**LAVORO RICHIESTO:** Estrai dai dati, senza alcuna modifica, il tratto che va dalla riga contenente "Please pin the building facade" fino alla fine dei dati, estremi compresi.

**DATI DI ESERCITAZIONE:**
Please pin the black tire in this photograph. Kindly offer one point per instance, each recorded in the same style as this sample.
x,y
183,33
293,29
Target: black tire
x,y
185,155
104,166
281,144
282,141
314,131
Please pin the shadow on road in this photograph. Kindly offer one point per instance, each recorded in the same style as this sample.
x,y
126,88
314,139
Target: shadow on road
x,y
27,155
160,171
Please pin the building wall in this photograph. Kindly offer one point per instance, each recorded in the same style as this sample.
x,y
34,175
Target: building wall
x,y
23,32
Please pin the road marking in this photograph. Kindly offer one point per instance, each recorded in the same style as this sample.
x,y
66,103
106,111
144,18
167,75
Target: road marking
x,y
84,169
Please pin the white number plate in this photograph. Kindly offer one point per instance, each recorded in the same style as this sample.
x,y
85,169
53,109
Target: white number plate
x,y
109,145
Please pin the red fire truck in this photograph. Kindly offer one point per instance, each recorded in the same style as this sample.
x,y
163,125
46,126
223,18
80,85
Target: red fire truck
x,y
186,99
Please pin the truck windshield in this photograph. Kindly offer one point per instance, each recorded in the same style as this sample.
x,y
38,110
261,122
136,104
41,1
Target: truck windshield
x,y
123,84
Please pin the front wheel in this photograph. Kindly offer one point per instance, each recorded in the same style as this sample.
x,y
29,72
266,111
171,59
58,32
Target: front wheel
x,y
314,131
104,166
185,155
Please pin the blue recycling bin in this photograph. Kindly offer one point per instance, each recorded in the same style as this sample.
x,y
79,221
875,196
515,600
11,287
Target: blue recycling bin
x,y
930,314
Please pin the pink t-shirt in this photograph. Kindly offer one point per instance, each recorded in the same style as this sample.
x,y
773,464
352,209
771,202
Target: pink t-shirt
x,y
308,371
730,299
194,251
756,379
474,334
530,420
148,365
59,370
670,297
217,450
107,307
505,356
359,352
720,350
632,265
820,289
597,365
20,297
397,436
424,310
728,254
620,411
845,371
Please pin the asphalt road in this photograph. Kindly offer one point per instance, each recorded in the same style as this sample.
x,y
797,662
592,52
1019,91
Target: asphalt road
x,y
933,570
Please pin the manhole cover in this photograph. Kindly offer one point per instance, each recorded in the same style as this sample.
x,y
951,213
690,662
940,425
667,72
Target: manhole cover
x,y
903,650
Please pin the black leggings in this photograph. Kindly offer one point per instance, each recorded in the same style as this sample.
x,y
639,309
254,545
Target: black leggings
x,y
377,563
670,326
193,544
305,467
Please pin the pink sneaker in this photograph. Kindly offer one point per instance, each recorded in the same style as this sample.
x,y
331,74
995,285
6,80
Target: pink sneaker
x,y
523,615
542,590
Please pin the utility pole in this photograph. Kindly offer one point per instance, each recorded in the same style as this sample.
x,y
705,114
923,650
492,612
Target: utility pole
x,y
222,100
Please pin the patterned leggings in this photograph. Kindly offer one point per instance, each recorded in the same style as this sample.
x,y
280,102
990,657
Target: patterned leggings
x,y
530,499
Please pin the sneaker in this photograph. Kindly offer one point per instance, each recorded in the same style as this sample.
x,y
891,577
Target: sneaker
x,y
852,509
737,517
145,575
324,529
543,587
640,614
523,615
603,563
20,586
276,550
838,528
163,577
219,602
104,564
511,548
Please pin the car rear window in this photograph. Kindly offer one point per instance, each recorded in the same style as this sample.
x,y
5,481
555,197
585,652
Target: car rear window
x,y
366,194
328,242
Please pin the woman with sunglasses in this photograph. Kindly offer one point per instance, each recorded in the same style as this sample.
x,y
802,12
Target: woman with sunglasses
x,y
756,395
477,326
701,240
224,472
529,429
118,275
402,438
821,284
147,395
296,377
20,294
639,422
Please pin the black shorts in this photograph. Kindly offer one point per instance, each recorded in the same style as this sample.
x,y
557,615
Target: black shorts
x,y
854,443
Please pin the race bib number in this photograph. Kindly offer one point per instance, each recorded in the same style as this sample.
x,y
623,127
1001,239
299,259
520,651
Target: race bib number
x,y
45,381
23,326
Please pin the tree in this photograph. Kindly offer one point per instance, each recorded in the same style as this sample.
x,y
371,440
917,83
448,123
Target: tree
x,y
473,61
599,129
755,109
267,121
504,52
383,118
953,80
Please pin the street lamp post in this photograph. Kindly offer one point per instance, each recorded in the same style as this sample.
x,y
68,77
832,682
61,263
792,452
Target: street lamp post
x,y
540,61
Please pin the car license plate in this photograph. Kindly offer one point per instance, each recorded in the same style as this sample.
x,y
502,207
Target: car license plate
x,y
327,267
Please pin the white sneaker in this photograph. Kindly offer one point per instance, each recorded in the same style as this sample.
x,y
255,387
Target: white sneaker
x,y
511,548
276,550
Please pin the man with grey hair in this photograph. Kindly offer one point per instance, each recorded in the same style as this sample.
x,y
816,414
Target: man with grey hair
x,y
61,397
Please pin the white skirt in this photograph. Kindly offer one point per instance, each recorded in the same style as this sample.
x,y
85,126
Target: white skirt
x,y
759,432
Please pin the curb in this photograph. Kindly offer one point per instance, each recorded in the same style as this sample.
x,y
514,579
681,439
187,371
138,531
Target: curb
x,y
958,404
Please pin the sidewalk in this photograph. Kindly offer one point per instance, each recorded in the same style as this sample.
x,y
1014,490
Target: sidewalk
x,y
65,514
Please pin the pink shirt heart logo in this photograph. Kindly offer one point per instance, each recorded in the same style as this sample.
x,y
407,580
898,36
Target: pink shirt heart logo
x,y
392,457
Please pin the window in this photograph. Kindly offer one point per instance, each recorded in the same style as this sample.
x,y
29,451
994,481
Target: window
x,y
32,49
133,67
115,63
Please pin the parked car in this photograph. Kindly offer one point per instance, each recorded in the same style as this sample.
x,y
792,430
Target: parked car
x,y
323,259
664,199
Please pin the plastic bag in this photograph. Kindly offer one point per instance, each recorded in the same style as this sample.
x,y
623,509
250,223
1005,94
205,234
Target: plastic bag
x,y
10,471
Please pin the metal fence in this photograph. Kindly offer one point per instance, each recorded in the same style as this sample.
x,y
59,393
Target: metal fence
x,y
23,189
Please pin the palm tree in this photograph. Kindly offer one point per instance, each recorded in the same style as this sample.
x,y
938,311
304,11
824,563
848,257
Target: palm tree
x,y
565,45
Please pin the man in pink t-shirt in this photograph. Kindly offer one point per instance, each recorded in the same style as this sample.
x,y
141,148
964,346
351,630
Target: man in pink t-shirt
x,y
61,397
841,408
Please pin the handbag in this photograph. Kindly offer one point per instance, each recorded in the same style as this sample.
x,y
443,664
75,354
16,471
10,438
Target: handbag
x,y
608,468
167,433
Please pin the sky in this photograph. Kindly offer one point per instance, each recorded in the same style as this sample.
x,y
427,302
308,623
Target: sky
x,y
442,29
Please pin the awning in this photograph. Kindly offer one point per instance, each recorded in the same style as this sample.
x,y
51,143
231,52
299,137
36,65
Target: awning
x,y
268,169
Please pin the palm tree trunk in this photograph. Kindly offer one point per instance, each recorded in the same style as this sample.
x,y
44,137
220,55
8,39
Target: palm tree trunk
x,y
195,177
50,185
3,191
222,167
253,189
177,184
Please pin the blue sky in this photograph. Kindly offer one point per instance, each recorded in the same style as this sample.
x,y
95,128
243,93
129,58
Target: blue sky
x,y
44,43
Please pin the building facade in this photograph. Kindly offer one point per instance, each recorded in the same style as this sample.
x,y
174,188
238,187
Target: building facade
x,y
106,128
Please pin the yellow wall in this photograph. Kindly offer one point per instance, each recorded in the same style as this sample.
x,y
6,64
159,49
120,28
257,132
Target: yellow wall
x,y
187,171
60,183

**RISULTATO:**
Please pin the building facade in this photograph. Kindly offer one point per instance, each recorded in the same style as this sample.
x,y
174,188
238,187
Target: building facade
x,y
106,128
Please pin the yellow wall in this photograph. Kindly offer one point per instance, each recorded in the same style as this sample.
x,y
6,64
159,49
120,28
257,132
Target: yellow wall
x,y
187,171
60,183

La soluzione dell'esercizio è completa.